> _TASK REQUIREMENTS_: Omit the pictures, then write out every entry exactly as it reads.

> _MATERIAL TO PROCESS_:
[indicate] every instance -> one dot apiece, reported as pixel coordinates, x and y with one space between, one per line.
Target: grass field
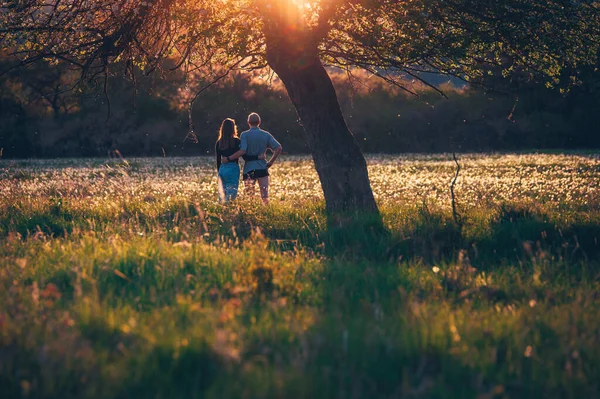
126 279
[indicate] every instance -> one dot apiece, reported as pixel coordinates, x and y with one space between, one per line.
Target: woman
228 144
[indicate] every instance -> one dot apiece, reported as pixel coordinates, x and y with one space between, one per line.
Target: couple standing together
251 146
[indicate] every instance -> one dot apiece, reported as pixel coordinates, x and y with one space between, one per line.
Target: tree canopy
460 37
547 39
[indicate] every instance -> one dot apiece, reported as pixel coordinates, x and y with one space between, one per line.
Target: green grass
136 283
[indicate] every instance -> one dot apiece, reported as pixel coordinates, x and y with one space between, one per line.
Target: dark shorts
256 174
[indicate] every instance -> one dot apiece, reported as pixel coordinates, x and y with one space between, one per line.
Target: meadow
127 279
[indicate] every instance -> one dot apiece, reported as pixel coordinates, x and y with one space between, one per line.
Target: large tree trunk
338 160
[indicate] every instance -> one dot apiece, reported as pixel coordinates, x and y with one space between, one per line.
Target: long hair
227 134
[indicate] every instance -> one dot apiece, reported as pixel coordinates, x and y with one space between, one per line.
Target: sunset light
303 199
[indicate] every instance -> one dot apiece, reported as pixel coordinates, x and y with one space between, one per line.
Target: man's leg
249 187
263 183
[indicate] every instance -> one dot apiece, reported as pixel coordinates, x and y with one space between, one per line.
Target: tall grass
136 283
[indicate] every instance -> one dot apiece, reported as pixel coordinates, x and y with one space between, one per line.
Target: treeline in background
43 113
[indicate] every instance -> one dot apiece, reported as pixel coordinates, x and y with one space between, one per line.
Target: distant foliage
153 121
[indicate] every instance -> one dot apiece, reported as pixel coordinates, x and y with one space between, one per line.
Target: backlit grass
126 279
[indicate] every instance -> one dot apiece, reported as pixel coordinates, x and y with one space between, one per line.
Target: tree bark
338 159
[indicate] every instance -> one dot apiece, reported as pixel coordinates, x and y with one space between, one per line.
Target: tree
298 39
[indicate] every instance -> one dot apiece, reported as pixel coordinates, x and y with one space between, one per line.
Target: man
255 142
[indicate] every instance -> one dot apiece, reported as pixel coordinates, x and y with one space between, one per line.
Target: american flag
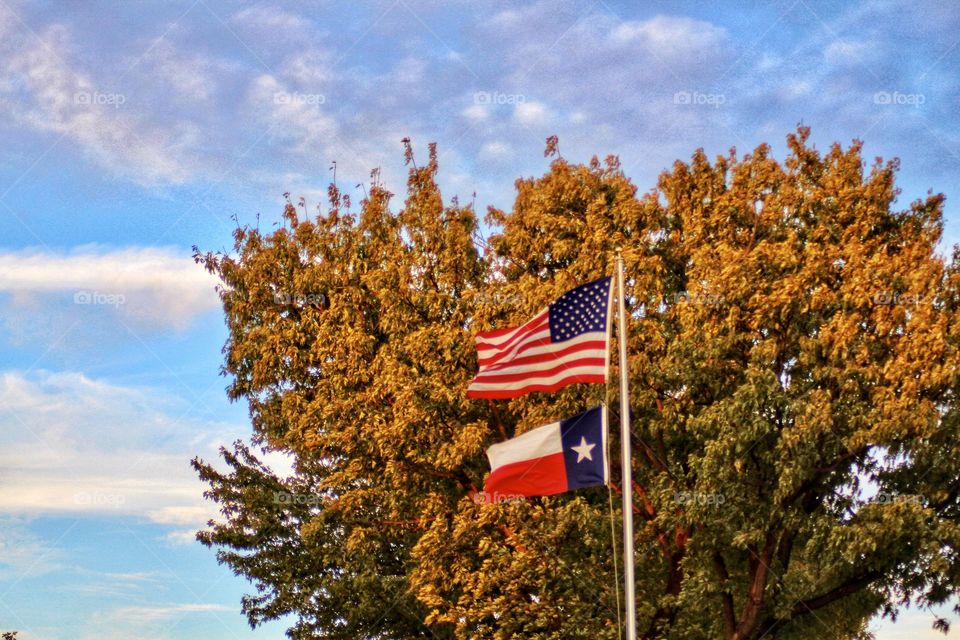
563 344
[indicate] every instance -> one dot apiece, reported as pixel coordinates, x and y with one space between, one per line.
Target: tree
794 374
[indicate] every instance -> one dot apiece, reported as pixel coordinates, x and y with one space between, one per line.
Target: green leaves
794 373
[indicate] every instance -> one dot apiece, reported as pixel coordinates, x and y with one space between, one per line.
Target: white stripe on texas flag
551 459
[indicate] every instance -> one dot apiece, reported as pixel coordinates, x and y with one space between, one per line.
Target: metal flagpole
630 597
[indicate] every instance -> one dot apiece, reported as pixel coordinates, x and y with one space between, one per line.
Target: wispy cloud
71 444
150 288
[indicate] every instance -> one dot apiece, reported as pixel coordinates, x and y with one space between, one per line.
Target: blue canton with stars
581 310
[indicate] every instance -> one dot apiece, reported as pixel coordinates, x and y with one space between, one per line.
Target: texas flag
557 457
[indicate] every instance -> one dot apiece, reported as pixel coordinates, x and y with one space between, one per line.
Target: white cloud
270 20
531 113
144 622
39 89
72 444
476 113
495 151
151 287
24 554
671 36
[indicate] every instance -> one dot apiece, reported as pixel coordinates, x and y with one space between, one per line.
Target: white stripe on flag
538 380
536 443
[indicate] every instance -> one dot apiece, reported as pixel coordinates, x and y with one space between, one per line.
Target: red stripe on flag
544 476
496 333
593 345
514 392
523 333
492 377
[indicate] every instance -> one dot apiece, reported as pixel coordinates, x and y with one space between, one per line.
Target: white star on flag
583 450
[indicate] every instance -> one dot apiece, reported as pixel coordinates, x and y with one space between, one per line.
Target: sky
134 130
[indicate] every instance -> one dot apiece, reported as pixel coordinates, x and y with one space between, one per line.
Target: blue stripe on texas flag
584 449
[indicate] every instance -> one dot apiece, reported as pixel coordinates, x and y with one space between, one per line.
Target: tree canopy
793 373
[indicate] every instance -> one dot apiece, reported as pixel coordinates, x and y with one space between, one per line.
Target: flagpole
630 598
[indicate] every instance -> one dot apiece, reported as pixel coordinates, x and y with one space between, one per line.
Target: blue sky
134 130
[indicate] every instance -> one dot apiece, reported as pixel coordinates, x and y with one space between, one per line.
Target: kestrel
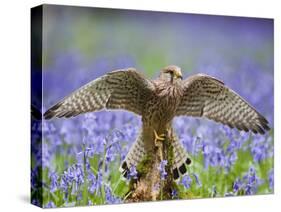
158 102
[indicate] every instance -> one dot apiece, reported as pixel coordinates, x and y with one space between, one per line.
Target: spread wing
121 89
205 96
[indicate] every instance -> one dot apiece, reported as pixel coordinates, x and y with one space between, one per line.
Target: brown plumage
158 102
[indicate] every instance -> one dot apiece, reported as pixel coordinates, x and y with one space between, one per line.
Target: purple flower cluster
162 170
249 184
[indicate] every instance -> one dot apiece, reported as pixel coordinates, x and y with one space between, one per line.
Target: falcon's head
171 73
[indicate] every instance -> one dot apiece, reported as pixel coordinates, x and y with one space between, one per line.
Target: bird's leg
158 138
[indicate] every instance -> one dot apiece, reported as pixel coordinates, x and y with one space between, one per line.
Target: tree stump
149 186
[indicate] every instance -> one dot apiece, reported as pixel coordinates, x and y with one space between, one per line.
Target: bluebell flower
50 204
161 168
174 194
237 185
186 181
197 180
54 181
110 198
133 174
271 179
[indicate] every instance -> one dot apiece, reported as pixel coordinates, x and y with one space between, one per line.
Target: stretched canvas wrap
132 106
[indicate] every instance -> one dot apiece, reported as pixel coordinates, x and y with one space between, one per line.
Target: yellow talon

> _EXPECTED OUTPUT_:
[indicate] every instance -> one dot apiece, reported as pixel coordinates, x and y with one space between, one per line.
Target: grass field
126 279
[indicate] every instance -> one dot apiece, reported as pixel coordinates, x and y with one space between, one per line.
Target: woman
228 144
[indicate] every instance -> one dot apiece, reported as pixel coordinates, x and y with one space between, one per line.
Target: couple standing together
251 146
[indicate] every instance -> one dot apiece, reported as pixel coordinates, x and y with one space between, one per line.
Target: tree canopy
460 37
547 39
[indicate] every instance -> one dot apiece, reported as pixel coordinates, x and y with one space between, one per line.
Target: green grass
136 283
[indicate] every instance -> one dot apiece, reported as pixel coordinates, x and y with one space between, one per line.
Target: dark shorts
256 174
[indicate] every instance -> one dot apiece, reported as pixel coordinates, x and y with one space between, one per line.
Target: meadow
127 279
[indicate] every instance -> one dot apiece, reported as pixel coordinates, x and y with one space between, one per line.
Target: large tree trunk
338 160
[indicate] every instance -> one dot apiece, reported as pixel coordinates, x and y with one space between, one per line.
Target: long hair
227 134
[indicate] every instance -> one dot apiece, reported as pixel coordinates, x and y with one space between, one per line.
Target: sunset light
303 199
[indicate] every instance -> one dot apiece, reported as pixel coordinates, x and y with one space between, one per line.
Target: man's leg
249 187
263 183
[indicate] every instance -> one dot apiece, reported as pixel coordinates, x and y with one space between, one per line.
Target: tall grass
136 283
[indicate] every instance -> one dot apiece, reported as pixel coordinates, x and y with one space between, one per line.
Target: treeline in background
43 113
[indicate] every instance -> one dot apiece, reported as pixel coordinates, x and y with one space between, one per line.
Target: distant foliage
153 121
[indicate] every instance -> one dot apiece, reported as pixel coordinates, x and y with one space between, one per line.
Target: backlit grass
126 279
[indicate] every instance -> one dot apiece, reported as pixel coordinates, x and y with one space between, one per line.
Target: tree bark
338 159
[indicate] every instance -> one dot apiece, reported as pixel coordinates, x and y with one space between, one per line.
Target: tree
298 39
[indicate] every instance -> one dot apiece, reported as pixel coordinates, x and y with one space between, one per line.
Target: man
255 142
[indicate] every instance -> one dot apiece, reported as pixel coordinates, x and y with one space between, one per line.
Target: american flag
563 344
[indicate] every instance -> one dot apiece, reported as pixel coordinates, x and y with one space between, one per line.
Target: tree
794 374
[indicate] every instance -> one dot apiece, reported as pixel coordinates, x and y with one space between, one per line.
Target: green leaves
794 373
[indicate] every instance -> one dot apiece, reported as pixel coordinates, x and y with one space between, one per line.
Target: white stripe on texas flag
551 459
[indicate] every instance -> one dot apiece, reported as pixel coordinates, x and y with one space between, one per line.
Target: metal flagpole
630 597
[indicate] every instance -> one dot apiece, reported as pixel coordinates, x and y with one space between, one per line.
Target: wispy cloud
71 444
150 288
[indicate] every instance -> one dot apiece, reported as pixel coordinates, x and y with one space between, one per line.
Target: blue canton with stars
581 310
[indicate] every instance -> one dot apiece, reported as pixel coordinates, x and y with one space between, one per line.
Target: texas flag
557 457
[indicate] every instance -> one dot apiece, reported as pixel coordinates, x and y with one space between, one per line.
Target: white cloud
270 20
531 113
144 622
39 89
72 444
476 113
495 151
151 287
24 554
671 36
[indicate] every instance -> one dot apiece, reported as pixel coordinates, x and y with one space between, one per line.
Target: white stripe on flag
538 380
536 443
[indicate] every instance -> one dot apiece, reported as pixel coordinates, x and y with one space between, one per line.
Target: red stripe on flag
544 476
496 333
593 345
514 392
523 333
492 377
[indicate] every instance -> one dot apiece, reported as pixel coordinates, x and y with one space between, one per line.
Target: white star on flag
583 450
[indicate] every instance -> one dot apiece, reported as pixel coordinates, x and y with one space between, one per line.
Target: sky
134 130
[indicate] every instance -> one dot apiece, reported as pixel coordinates, x and y with one space between, one per line.
Target: blue stripe on texas flag
584 449
[indicate] every instance -> one dot apiece, reported as pixel coordinates, x and y with one space between, one per line.
Target: tree canopy
793 373
[indicate] every instance -> one dot apiece, reported as pixel coordinates, x and y with one space between, one per line.
Target: flagpole
630 598
[indicate] every instance -> one dot apiece, reported as pixel coordinates, x and y with one space between, one per line.
Target: blue sky
134 130
[indicate] every instance -> one dot apiece, reported as pixel coordinates, x and y with one space between, one per line.
Target: kestrel
158 102
[indicate] every instance -> one dot apiece, reported as pixel coordinates, x and y with one space between, one per line.
Target: spread wing
121 89
205 96
[indicate] every instance -> one dot apiece, reported as pixel coordinates, x and y with one space between, one per line.
Target: brown plumage
158 102
[indicate] every instance -> one dot apiece, reported as pixel coordinates, x and y with one space between, one per line.
Target: purple flower cluster
162 170
249 184
[indicate] every instance -> one dot apiece, reported as pixel coordinates, x and y with one space between, one per line.
Target: falcon's head
171 73
[indicate] every instance -> one dot apiece, reported as pixel coordinates, x and y with one space between, one per line.
Target: bird's leg
158 138
[indicate] every instance -> one dot apiece, reported as pixel coordinates, x and y with one space between, one per line.
Target: tree stump
149 186
[indicate] every instance -> one dot apiece, reported as pixel coordinates, x and y with one space between, one per line.
Target: bluebell flower
50 204
161 168
174 194
237 185
186 181
197 180
54 181
110 198
133 174
271 179
[indicate] every instance -> one dot apiece, reported as pixel coordinates, x and y with one space between, one per line.
Target: stretched canvas wrap
132 106
[indicate] every instance -> one dot apiece, reported as pixel coordinates, x and y with one space between, one per line.
Target: yellow talon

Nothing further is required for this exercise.